--- Задание к выполнению ---
Повторите дословно фрагмент из отрывка о ГДР ниже: от слов "Однако классовый подход" до слов "и общественного сознания.", включая их.

В целом же, как показали события 1989–1990 гг., и, прежде всего, молниеносное – по историческим меркам – присоединение ГДР к ФРГ, политическая самоидентификация большинства населения ГДР (если не учитывать некоторую часть левой интеллигенции и ортодоксальных членов СЕПГ из различных социальных групп) оказалась достаточно поверхностной.
Вместо заключения: ГДР как “маргинал истории”
Изначально ГДР находилась в некоем промежуточном положении. Она находилась между Востоком и Западом и не принадлежала ни Востоку, ни Западу. От стран Восточной Европы ее отделяли относительно высокий уровень экономики и определенные исторические традиции. С другой стороны, ГДР по многим показателям уступала ФРГ и другим странам Западной Европы и была к тому же отделена от них железным занавесом. Это заставляло искать такие модели самоидентификации, которые отражали бы реальное геополитическое положение и были приемлемы как для населения, так и для правящей элиты. Примером этому является характеристика ГДР как “первого на немецкой земле государства рабочих и крестьян”, “витрины социализма”, “осажденной крепости”. Провозглашение в 1967 г. тезиса о социализме как самостоятельной общественно-экономической формации преследовало в частности, цель представить ГДР государством, находящимся на одном уровне с СССР, а “модель ГДР” должна была служить образцом общественного развития для стран Восточной Европы. Оценка же ГДР как “высоко индустриализированного общества” должна была в какой-то степени уравнять ГДР со странами Западной Европы137.
Однако классовый подход во внутренней и внешней политике, провозглашение тезиса о существовании народа ГДР, создание берлинской Стены создавали предпосылки для своеобразной автаркии, загоняло это государство в некую изолированную нишу. Отставание в экономическом соревновании со странами Запада, кризис идей и системы социальной самоидентификации порождало своеобразное “негативное ГДР-сознание” (Г. Гизи). Политическая ориентация СЕПГ на СССР и культурно-историческая ориентация большинства населения на Западную Германию порождали внутреннюю напряженность социальной жизни и общественного сознания.

--- Сохранённые данные ---
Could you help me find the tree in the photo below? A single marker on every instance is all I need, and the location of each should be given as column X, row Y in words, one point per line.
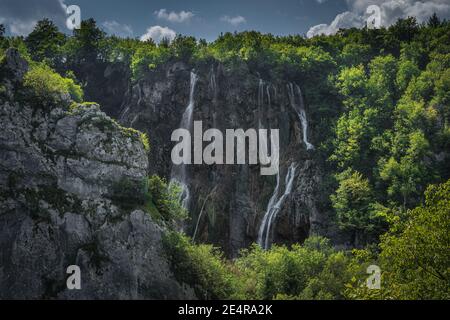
column 355, row 207
column 87, row 45
column 416, row 262
column 45, row 41
column 434, row 21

--- Результат упражнения ---
Однако классовый подход во внутренней и внешней политике, провозглашение тезиса о существовании народа ГДР, создание берлинской Стены создавали предпосылки для своеобразной автаркии, загоняло это государство в некую изолированную нишу. Отставание в экономическом соревновании со странами Запада, кризис идей и системы социальной самоидентификации порождало своеобразное “негативное ГДР-сознание” (Г. Гизи). Политическая ориентация СЕПГ на СССР и культурно-историческая ориентация большинства населения на Западную Германию порождали внутреннюю напряженность социальной жизни и общественного сознания.